> **Supplied material**:
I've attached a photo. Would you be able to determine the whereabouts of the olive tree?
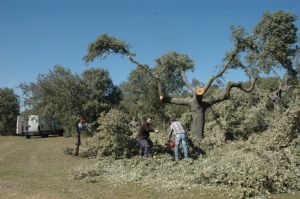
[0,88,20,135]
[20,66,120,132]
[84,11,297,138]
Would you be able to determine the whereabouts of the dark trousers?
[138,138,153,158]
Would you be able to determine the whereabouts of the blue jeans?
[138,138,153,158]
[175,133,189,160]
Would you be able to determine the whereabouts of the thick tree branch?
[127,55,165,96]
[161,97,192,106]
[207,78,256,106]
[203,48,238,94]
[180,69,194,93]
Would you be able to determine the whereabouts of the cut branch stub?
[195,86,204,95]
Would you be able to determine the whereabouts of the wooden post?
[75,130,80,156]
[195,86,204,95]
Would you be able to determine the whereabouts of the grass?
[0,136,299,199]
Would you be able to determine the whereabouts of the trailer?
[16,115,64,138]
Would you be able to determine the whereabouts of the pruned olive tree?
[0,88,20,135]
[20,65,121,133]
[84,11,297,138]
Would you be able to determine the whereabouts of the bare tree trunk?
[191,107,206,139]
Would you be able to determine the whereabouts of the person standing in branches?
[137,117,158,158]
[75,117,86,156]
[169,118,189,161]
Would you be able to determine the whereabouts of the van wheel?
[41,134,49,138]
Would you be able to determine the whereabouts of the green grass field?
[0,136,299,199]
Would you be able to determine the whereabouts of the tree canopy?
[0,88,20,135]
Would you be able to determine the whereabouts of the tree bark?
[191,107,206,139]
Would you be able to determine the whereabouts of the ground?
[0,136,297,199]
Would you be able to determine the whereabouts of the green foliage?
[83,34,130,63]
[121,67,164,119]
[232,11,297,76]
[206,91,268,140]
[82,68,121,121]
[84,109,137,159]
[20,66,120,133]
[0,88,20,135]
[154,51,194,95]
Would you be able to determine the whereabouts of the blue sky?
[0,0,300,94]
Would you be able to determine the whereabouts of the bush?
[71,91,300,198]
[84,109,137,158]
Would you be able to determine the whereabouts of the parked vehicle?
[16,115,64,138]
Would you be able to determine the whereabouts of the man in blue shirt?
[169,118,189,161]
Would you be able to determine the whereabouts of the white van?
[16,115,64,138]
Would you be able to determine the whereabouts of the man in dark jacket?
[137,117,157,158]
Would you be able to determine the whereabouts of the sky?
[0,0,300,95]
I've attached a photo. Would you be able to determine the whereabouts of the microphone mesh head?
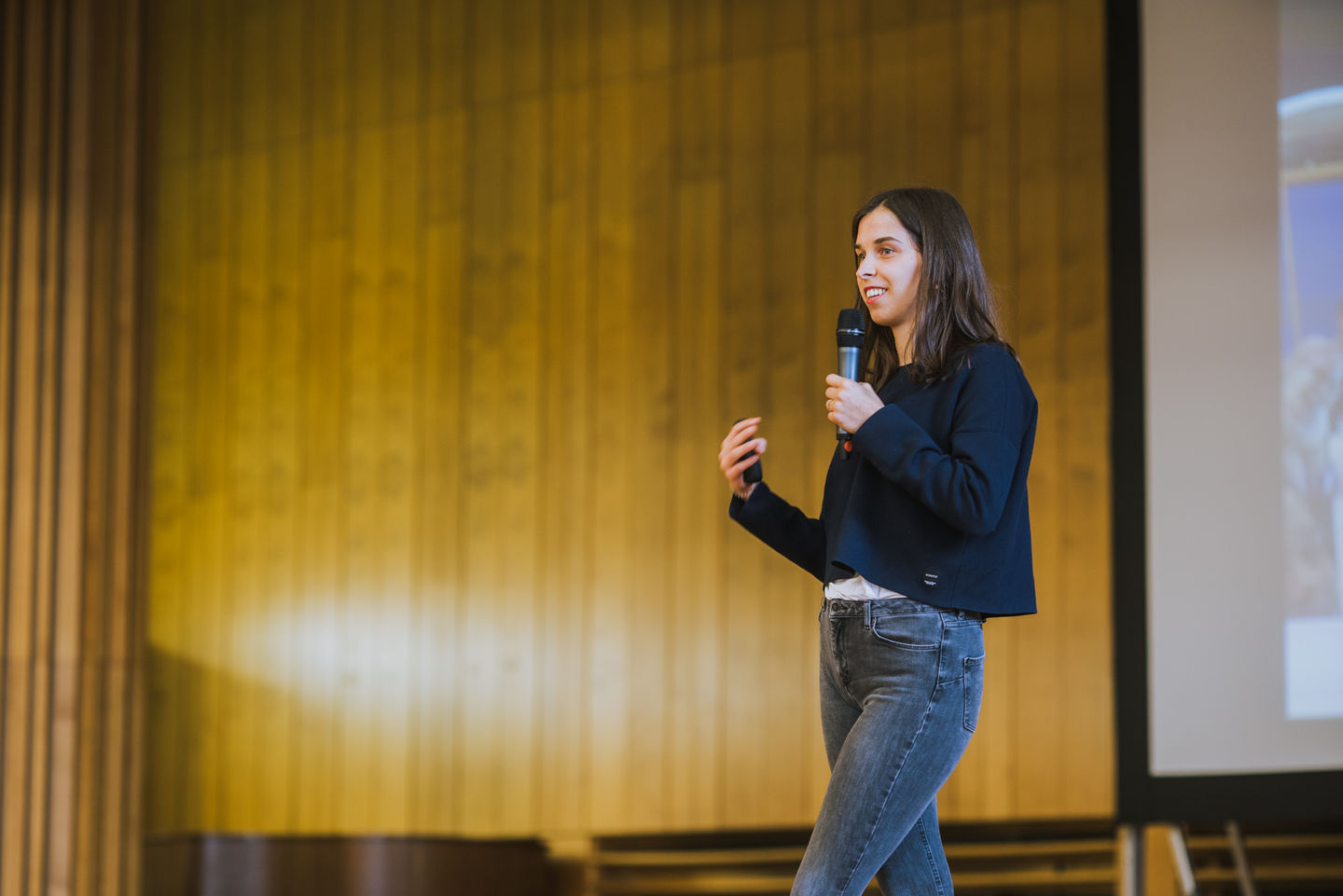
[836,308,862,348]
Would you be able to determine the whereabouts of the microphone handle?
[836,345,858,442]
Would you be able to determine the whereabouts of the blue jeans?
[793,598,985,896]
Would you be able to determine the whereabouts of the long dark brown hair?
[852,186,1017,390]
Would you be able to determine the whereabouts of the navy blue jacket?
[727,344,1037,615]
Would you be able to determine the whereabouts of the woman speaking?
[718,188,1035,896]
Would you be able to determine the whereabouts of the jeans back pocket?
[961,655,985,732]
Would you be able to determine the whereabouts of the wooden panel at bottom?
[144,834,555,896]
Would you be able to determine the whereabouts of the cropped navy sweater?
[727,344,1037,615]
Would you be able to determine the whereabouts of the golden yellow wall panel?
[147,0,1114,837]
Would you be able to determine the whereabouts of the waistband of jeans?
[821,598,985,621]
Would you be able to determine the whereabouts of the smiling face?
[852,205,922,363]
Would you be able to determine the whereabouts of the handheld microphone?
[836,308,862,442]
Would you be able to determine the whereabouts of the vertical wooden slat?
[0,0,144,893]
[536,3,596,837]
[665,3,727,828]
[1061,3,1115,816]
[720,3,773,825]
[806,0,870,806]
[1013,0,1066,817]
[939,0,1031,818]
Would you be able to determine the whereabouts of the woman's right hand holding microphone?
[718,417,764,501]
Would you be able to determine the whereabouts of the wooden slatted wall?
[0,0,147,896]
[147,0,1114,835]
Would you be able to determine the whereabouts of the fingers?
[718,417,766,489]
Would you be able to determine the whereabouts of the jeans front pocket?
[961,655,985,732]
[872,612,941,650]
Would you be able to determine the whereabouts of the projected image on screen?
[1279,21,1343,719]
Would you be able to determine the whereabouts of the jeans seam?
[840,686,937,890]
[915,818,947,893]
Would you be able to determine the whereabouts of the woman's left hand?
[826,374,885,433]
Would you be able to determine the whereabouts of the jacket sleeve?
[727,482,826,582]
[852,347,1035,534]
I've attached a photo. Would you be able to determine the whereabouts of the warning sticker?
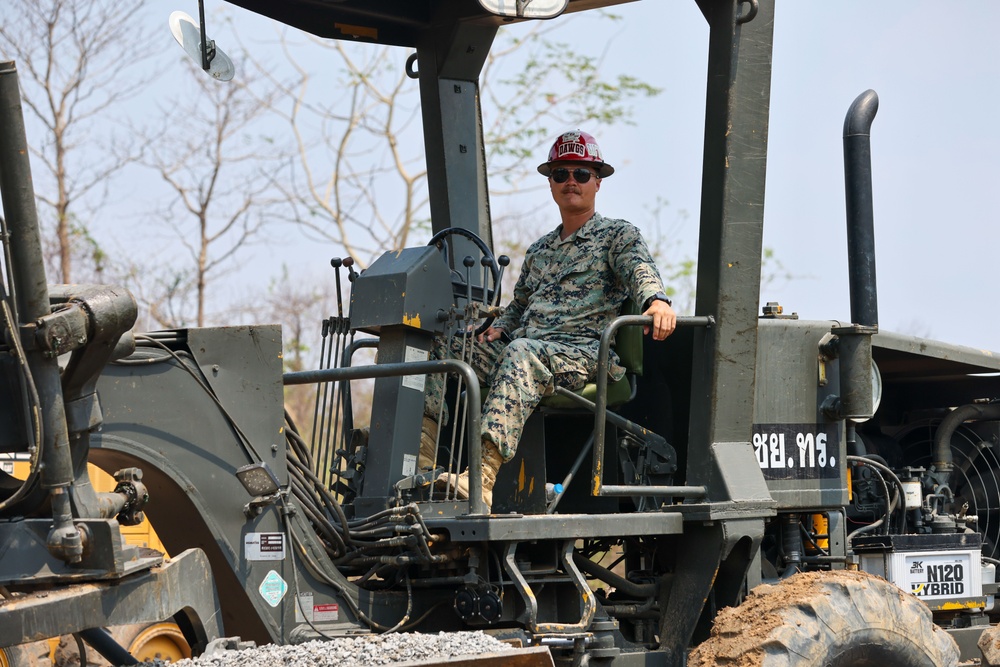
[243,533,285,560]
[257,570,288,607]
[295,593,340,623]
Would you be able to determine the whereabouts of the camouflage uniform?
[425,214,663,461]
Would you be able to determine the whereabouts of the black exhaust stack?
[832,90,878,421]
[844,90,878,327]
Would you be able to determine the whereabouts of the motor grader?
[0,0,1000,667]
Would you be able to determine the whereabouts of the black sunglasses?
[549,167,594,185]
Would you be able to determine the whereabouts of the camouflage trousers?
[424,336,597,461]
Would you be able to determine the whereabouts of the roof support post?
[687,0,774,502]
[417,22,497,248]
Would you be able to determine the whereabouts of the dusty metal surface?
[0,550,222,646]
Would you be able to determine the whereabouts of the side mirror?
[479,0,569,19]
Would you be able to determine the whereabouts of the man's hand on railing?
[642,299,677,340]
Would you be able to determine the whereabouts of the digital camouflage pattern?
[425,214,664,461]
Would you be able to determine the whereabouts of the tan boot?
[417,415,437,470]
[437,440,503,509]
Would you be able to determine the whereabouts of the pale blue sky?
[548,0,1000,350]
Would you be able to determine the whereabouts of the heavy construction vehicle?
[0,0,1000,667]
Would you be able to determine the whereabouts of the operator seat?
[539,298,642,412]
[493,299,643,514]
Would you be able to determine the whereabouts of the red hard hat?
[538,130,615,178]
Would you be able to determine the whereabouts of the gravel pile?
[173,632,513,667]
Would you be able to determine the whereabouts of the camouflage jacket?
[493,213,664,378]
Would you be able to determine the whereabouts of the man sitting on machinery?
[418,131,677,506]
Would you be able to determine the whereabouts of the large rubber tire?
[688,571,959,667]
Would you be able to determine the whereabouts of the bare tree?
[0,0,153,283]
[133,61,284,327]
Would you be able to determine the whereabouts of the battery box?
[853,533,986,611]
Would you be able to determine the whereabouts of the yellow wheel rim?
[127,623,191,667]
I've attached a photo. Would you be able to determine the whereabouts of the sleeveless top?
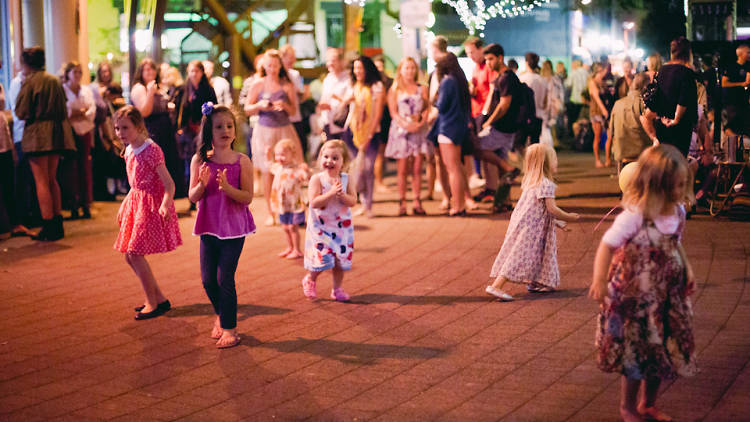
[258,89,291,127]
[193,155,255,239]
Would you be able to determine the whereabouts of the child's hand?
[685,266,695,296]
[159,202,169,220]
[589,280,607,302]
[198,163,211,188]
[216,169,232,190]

> **To do**: Please substitute "location" for "whereabouts" everywhere in these lines and give them again, changing nothing else and leaving out the pictures.

> **Answer**:
I've attached a photo. Would you be able to determine the location of the olive tree?
[0,88,20,135]
[20,66,120,132]
[84,11,297,138]
Would you be able to determine the location of the dark trousers?
[138,138,153,158]
Would you be able to determine the location of the blue jeans?
[138,138,153,158]
[175,133,189,160]
Would you be able to determine the location of the thick tree branch?
[127,55,165,96]
[161,97,192,106]
[207,78,256,106]
[203,48,238,94]
[180,69,194,93]
Would you be able to determine the location of the cut branch stub?
[195,86,204,95]
Would you be able to determine the location of the wooden post?
[75,130,80,156]
[195,86,204,95]
Would you be able to determine the location of the grass?
[0,136,299,199]
Would you be able to determine the location of the trailer?
[16,115,64,138]
Would you be able to determine the location of the pruned olive tree?
[0,88,20,135]
[20,65,121,133]
[84,11,297,138]
Would you be able to determine the location of the bare tree trunk?
[191,107,206,139]
Would you be able to determine the location of the person standing in branches?
[137,117,158,158]
[75,117,86,156]
[169,118,189,161]
Would you be able to determine the location of the van wheel?
[41,134,49,138]
Would you be able to determine the location of the green grass field?
[0,136,299,199]
Would you be able to determine the location of the tree canopy?
[0,88,20,135]
Would you be able to determine the location of the tree bark?
[191,107,206,139]
Would you be able to determine the location of the ground?
[0,136,297,199]
Would you be able to determine the location of the green foliage?
[83,34,130,63]
[121,67,164,119]
[232,11,297,76]
[206,91,268,140]
[82,68,121,121]
[84,109,137,159]
[20,66,120,133]
[0,88,20,135]
[154,51,194,95]
Would you be able to determine the location of the blue sky?
[0,0,300,94]
Would you be able to determine the location of the bush?
[71,91,300,198]
[84,109,137,158]
Would you be able to determine the location of the parked vehicle?
[16,115,64,138]
Would you be able to determine the location of the man in blue shirt?
[169,118,189,161]
Would you be able to determine the location of the white van?
[16,115,64,138]
Would you be able to determine the location of the man in dark jacket?
[137,117,157,158]
Would you be able to determine the location of the sky?
[0,0,300,95]
I've attached a photo. Would you be able to determine the location of the microphone mesh head?
[836,308,862,348]
Would you be able to determine the location of the microphone handle?
[836,345,858,442]
Would you be able to determine the location of the blue jeans?
[793,598,985,896]
Would you be able to determine the location of the long dark brown hair?
[852,186,1017,390]
Would you be able to determine the location of the navy blue jacket?
[727,344,1037,615]
Would you be able to determine the location of the woman speaking?
[718,188,1035,896]
Would you be able to determine the location of the jeans back pocket?
[961,655,985,732]
Would you be able to determine the location of the wooden panel at bottom?
[144,834,555,896]
Would you be able to determine the location of the cropped navy sweater?
[727,344,1037,615]
Would you be able to determine the location of the golden yellow wall panel?
[147,0,1114,837]
Would you be able to determine the location of the waistband of jeans?
[821,598,985,621]
Would you be able to determine the location of the smiling face?
[852,205,922,363]
Would you be able to determine the location of the handheld microphone?
[836,308,862,442]
Would you be able to determine the location of the vertical wooden slat?
[0,0,144,893]
[536,3,596,837]
[665,3,727,828]
[1061,3,1115,816]
[720,3,773,825]
[806,0,870,806]
[1013,0,1066,817]
[939,0,1031,818]
Would you be able to determine the location of the woman's right hand holding microphone?
[718,417,764,501]
Would you be able to determine the location of the wooden slatted wall?
[0,0,147,896]
[147,0,1114,835]
Would you be able to determine the location of the fingers?
[718,417,766,489]
Would you be able to determine the location of the jeans front pocket?
[961,655,985,732]
[872,612,941,650]
Would you be able to determine the location of the projected image on screen?
[1279,21,1343,719]
Would you be able to determine the location of the jeans seam?
[840,686,937,890]
[915,818,947,893]
Would you be able to determine the location of the woman's left hand?
[826,374,885,433]
Would you be able to determine the location of the jacket sleeve?
[727,482,826,582]
[852,347,1035,534]
I've attached a photo. Would you be able to determine the location of the warning sticker?
[243,533,285,560]
[257,570,288,607]
[295,593,340,623]
Would you be able to determine the location of the camouflage uniform?
[425,214,663,461]
Would you be able to determine the location of the black exhaust stack?
[832,90,878,421]
[844,90,878,327]
Would you be able to determine the location of the motor grader?
[0,0,1000,667]
Would you be able to determine the location of the black sunglasses?
[549,167,594,185]
Would you be able to determine the location of the camouflage trousers?
[424,336,597,461]
Would you be able to determine the location of the roof support post?
[687,0,774,502]
[417,22,497,248]
Would you be able to determine the location of the dusty metal surface?
[0,550,222,646]
Would you be able to determine the location of the side mirror?
[479,0,569,19]
Would you be able to determine the location of the man's hand on railing?
[642,299,677,340]
Would you be able to determine the location of the digital camouflage pattern?
[425,214,664,461]
Would you be able to determine the location of the tan boot?
[417,415,437,470]
[437,440,503,509]
Would you be able to determine the location of the pale blue sky?
[548,0,1000,350]
Would you be able to determine the location of the heavy construction vehicle?
[0,0,1000,667]
Would you be able to determine the location of the operator seat?
[539,298,642,412]
[493,299,643,514]
Would you be able to determine the location of the red hard hat?
[538,130,615,178]
Would you be able to determine the location of the gravel pile?
[173,632,513,667]
Would you be able to determine the location of the camouflage jacket?
[493,213,664,378]
Would you be able to determine the location of the man sitting on machinery?
[418,131,677,506]
Would you be able to determine the location of the large rubber tire?
[688,571,959,667]
Would you be able to determine the location of the bare tree?
[0,0,153,283]
[133,61,284,327]
Would you be able to determine the location of the battery box?
[853,533,986,611]
Would you be able to determine the location of the yellow wheel rim?
[127,623,191,667]
I've attached a photo. Would you be able to determine the location of the sleeveless top?
[258,89,291,127]
[193,155,255,239]
Would you be able to determine the location of the child's hand?
[685,266,695,296]
[159,202,169,220]
[589,280,607,302]
[198,163,211,188]
[216,169,232,190]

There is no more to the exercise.